> **Data records**
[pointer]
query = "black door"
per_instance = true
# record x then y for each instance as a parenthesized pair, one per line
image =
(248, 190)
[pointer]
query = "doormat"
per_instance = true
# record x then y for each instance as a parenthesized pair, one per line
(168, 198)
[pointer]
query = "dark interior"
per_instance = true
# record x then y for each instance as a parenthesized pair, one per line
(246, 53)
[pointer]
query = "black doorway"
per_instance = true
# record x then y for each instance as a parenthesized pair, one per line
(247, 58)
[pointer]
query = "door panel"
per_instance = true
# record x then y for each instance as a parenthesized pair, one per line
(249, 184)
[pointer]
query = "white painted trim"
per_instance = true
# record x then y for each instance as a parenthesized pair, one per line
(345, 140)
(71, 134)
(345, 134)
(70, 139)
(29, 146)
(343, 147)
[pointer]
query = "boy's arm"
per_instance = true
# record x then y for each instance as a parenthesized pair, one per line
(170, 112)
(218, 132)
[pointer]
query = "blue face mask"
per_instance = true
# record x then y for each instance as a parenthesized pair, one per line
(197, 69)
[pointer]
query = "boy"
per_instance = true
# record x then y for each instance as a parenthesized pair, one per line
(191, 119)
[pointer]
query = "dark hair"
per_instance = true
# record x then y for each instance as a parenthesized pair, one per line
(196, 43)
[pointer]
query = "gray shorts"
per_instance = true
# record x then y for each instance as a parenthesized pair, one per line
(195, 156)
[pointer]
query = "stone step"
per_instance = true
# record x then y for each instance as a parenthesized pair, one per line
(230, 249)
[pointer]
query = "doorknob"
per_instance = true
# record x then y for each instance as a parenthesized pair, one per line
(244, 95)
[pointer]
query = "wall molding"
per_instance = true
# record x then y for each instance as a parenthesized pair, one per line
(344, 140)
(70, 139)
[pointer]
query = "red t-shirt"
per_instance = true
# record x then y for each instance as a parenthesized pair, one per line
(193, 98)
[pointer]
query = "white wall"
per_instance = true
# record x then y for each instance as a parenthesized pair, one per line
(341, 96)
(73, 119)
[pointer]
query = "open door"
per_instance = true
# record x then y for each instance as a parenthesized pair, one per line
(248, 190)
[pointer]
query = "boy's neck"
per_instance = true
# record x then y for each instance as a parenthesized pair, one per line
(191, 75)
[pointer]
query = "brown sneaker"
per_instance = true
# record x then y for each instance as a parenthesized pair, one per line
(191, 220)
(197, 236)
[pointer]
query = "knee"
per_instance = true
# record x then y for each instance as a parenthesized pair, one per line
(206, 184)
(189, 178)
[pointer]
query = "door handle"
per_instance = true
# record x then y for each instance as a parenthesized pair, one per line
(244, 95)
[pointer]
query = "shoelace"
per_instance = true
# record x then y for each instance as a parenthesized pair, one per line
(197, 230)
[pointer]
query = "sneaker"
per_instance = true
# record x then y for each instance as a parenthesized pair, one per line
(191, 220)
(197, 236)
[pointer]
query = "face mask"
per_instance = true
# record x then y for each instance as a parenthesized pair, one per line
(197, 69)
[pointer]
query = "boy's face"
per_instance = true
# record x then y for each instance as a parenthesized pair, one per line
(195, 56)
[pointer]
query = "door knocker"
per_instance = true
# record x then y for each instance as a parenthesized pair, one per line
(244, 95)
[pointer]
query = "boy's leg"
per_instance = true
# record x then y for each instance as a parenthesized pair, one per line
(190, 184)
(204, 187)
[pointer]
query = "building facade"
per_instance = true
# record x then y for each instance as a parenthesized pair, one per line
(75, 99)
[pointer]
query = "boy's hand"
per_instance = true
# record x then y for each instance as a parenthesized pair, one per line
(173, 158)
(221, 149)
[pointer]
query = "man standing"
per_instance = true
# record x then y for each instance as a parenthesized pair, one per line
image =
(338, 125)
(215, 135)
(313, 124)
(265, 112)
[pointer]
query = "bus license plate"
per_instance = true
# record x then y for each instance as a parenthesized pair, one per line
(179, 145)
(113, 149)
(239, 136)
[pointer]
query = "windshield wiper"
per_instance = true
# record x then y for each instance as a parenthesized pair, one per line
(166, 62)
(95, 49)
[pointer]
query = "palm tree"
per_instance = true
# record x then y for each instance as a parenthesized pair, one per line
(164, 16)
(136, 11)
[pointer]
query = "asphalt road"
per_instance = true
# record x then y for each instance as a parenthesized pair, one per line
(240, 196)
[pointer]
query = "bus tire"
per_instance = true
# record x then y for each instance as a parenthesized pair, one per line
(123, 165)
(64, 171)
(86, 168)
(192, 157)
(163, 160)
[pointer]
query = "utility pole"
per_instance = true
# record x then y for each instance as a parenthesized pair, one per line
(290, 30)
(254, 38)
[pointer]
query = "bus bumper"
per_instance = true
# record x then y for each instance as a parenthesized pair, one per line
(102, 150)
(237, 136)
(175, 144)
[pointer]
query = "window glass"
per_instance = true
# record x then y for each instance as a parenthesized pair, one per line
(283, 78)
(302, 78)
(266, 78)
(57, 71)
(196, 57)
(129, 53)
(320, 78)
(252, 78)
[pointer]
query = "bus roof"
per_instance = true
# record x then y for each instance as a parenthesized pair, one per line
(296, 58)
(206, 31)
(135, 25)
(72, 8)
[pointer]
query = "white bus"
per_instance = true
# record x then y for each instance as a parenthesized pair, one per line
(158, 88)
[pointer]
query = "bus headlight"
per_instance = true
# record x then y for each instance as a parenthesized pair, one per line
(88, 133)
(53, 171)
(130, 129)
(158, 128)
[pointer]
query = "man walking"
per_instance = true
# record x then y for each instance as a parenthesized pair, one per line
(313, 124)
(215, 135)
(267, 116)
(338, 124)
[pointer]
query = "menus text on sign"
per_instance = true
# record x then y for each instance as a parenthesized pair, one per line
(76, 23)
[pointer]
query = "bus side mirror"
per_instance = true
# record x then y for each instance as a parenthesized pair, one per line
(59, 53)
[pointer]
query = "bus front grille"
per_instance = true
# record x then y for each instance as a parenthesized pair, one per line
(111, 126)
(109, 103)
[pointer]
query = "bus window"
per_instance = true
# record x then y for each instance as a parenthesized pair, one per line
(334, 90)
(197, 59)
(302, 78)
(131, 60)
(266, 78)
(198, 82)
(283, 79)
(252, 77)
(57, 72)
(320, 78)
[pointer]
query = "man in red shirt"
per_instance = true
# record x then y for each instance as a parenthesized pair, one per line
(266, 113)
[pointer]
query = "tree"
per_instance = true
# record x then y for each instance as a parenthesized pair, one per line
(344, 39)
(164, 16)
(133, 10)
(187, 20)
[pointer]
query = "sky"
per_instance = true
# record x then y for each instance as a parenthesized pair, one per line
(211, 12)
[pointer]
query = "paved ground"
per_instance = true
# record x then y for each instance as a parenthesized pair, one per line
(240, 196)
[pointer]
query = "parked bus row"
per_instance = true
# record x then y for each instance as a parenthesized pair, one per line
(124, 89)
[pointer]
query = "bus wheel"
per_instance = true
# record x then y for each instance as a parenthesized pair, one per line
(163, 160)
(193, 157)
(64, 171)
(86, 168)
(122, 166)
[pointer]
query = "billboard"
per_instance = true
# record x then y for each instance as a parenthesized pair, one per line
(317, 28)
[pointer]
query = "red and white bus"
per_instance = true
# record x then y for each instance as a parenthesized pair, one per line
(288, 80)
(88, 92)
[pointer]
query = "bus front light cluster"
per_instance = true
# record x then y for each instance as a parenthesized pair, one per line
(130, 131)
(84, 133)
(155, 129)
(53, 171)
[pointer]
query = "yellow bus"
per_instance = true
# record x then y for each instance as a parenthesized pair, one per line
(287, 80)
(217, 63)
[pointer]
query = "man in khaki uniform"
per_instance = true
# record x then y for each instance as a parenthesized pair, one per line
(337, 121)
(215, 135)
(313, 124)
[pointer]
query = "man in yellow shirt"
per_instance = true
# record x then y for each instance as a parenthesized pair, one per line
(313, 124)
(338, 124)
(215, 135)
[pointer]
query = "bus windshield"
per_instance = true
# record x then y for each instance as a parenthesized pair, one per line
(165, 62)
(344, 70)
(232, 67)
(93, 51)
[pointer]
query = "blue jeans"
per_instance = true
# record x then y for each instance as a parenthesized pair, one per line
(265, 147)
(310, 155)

> **What to produce**
When a line in the records above holds "yellow", that line is to be reported.

> **Answer**
query = "yellow bus"
query = "man in yellow shirt"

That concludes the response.